Below is a set of records. Repeat them verbatim without the pictures.
◇ ◇ ◇ ◇ ◇ ◇ ◇
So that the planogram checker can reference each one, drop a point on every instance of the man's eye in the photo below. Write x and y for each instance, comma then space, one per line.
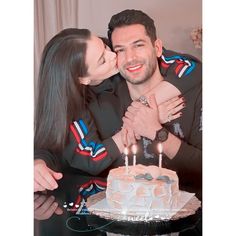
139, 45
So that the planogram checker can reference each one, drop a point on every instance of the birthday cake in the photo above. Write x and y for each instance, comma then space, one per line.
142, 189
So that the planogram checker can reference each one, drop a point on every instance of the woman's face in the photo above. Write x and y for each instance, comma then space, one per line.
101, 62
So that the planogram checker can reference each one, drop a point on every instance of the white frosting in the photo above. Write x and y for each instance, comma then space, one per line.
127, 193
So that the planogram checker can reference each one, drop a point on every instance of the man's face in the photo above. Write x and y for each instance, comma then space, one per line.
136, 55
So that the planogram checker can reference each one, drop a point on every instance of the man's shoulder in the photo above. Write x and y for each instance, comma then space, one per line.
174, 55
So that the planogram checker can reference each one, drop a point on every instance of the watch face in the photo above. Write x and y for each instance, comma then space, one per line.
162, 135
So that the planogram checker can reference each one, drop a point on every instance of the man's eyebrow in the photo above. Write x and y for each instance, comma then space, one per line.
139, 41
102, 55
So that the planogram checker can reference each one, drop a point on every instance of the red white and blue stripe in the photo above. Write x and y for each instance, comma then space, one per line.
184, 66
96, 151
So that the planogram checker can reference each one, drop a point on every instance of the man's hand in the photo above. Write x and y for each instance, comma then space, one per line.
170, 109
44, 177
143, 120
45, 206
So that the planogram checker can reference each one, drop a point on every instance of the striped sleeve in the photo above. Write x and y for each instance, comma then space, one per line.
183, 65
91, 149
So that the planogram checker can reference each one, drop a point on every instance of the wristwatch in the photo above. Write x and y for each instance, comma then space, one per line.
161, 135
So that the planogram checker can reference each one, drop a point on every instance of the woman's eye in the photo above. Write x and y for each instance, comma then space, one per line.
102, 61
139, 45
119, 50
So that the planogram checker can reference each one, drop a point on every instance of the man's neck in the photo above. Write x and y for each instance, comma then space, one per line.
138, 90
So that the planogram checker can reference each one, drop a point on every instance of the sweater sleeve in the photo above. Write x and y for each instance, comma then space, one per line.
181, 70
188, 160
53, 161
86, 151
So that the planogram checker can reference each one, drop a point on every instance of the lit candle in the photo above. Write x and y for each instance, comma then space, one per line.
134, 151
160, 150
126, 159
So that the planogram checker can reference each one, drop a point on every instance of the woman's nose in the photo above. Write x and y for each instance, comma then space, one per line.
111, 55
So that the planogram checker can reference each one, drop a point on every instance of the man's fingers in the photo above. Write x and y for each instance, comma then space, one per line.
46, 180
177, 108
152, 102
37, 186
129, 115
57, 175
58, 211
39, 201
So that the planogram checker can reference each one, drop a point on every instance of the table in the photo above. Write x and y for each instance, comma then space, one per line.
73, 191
◇ ◇ ◇ ◇ ◇ ◇ ◇
_Solution below_.
So that the planogram checker can reference each one, drop a point on every instance of the man's eye in the photo below. Write x and y for each instance, comma then space, one per line.
139, 45
So that the planogram checker can reference each one, drop a point on every instance of the birthday cake in the photo above. Write x and y for each instance, comma then space, one per line.
142, 189
So that the planogram checker can reference each one, drop a point on every instance of the woman's face in the photo above. Write x and y for each instance, comma then space, one per line.
101, 62
So that the planogram checker can reference each one, drop a point on every instance of the white frosting in the photo above. Write x and y for each instance, comma then space, one per line.
127, 193
So that the planogram checker can reference each one, drop a point on every instance of the man's face in the photo above. Write x and y for each instance, comma then space, one per line.
136, 55
So that the planogram checker can reference each one, drop a point on every instance of the man's shoulder in the photo above. Write x and y for each instance, comma then space, one per line.
174, 55
So that the planogram checker can reference each one, drop a point on every instance of the watch face in the photo above. Write x and y for each instance, comma then space, one per line.
162, 135
So that the planogram checker can reference each one, drop a point on every instance of the man's eyebrow in the photo above. Write x and y for each instance, comma then space, one per line.
139, 41
102, 55
So that the planogram checker can reference each one, drop a point on every instance of the red white and blue stripe in the photo above. Write x and y for each instance, comma then space, one per line.
184, 66
96, 151
So that the planogram checker can reference each one, drop a point on every instance of the man's hand in the photo above. Write x and y for each instance, comma then space, one per line.
170, 109
44, 177
143, 120
45, 206
So that the planogram checker can reference each one, drop a point on every instance of the striped sleeve in the photo above. Write x and y for each instance, comma then space, one per line.
183, 65
91, 149
So that the planogram checker can reference each one, drop a point on every instance of the wristwatch in the photo above. Write x and y for each instance, comma then space, one per line.
161, 135
So that the planogram checker can reference each one, drop a point on every instance of the woman's eye in the photo above. Write x and y for each instance, comma then space, one per line.
102, 61
139, 45
119, 50
So that the planogram checker can reference each one, drop a point on every instance of the man's neck in the photo above. Write x and y for each instance, comma then space, one per line.
138, 90
So that the planogram checker can reference each one, drop a point on every instance of the sweater sleeve in the photo above. Write x and y for each instance, comma then space, one per line.
181, 70
188, 160
53, 161
86, 151
So that the planogram checker can reference each one, drop a point on every instance of the lit candle in the photo above. Write x and y for each instance, comma then space, one per line.
134, 151
160, 150
126, 159
So that the planogram checker can reference each one, drop a point on every instance of the woman's nose in the photo above. Write x and y for each instance, comma then space, one per line.
111, 55
So that the planogram checker can reference each one, drop a point on every instance of the man's fingers in the photo above. Write x and y for each instance, comma then space, one per line.
46, 180
177, 108
152, 102
37, 186
129, 115
57, 175
58, 211
39, 201
So that the planogram checker can reference each one, drop a point on every instance of the table in the photo above. Write x and y for each instance, comma then space, one per line.
73, 191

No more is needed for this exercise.